> **ACTIVITIES**:
a: In the text about the song "The Cuckoo," which book features the song?
b: In the text about the song "The Cuckoo," output the passage from "According to Thomas" up to and including "summer is nigh.", word for word.
━━ DOCUMENT TEXT
According to Thomas Goldsmith of The Raleigh News & Observer, "The Cuckoo" is an interior monologue where the singer "relates his desires — to gamble, to win, to regain love's affection."

The song is featured in the E.L. Doctorow book The March. A soldier suffering from a metal spike stuck in his head sings verses from the song.

==Synopsis==
Usually, but not always, the song begins with a verse about the cuckoo, for example:

The cuckoo is a fine bird he sings as he flies,
He brings us good tidings and tells us no lies.
He sucks the sweet flowers to make his voice clear,
And the more he cries cuckoo, the summer is nigh.

(In many American versions, the cuckoo patriotically "never sings 'cuckoo' till the fourth of July". In some ornithologically observant English versions "she sucks little birds' eggs to make her voice clear.")
━━━━
━━ SUPPLIED MATERIAL
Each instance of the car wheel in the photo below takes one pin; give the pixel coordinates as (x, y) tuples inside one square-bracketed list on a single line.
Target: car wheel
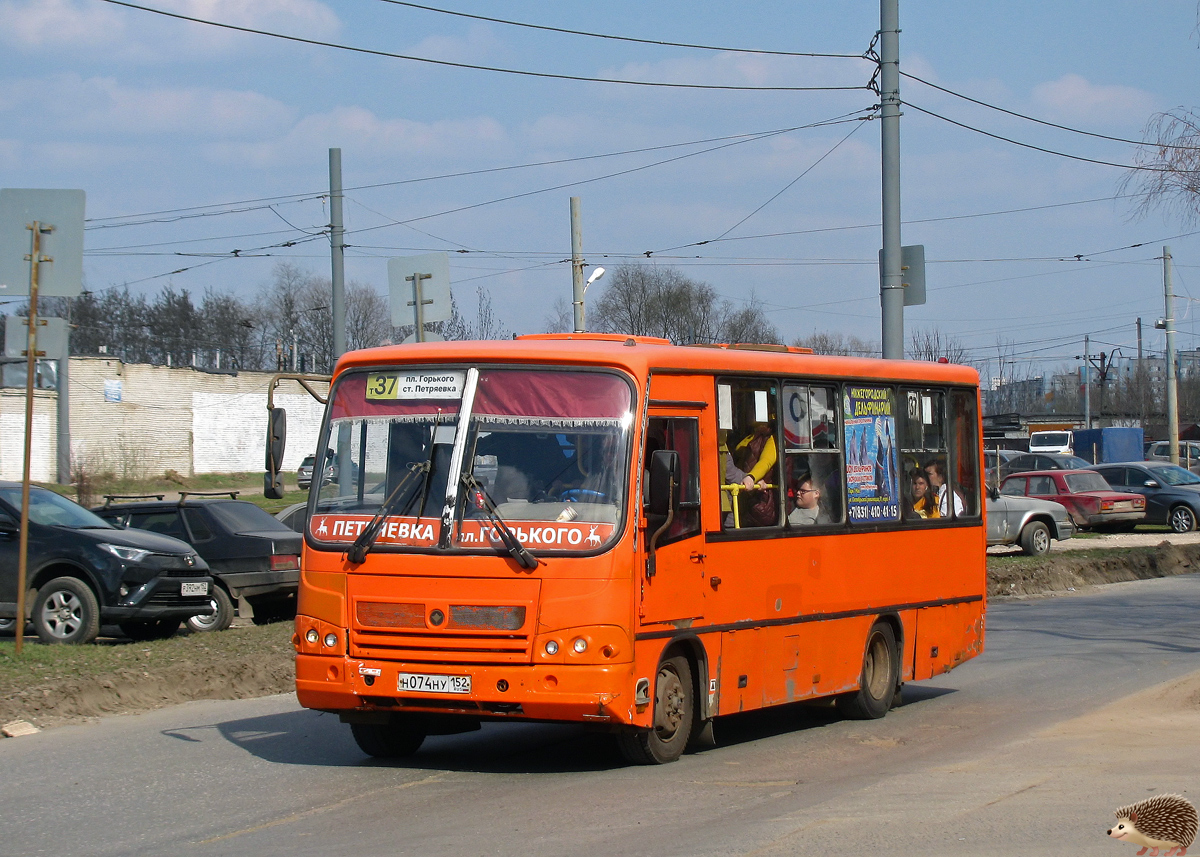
[(154, 629), (1036, 539), (1182, 519), (221, 617), (66, 611)]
━━━━
> **ANSWERS FOR EACH ITEM**:
a: E.L. Doctorow's book The March

b:
According to Thomas Goldsmith of The Raleigh News & Observer, "The Cuckoo" is an interior monologue where the singer "relates his desires — to gamble, to win, to regain love's affection."

The song is featured in the E.L. Doctorow book The March. A soldier suffering from a metal spike stuck in his head sings verses from the song.

==Synopsis==
Usually, but not always, the song begins with a verse about the cuckoo, for example:

The cuckoo is a fine bird he sings as he flies,
He brings us good tidings and tells us no lies.
He sucks the sweet flowers to make his voice clear,
And the more he cries cuckoo, the summer is nigh.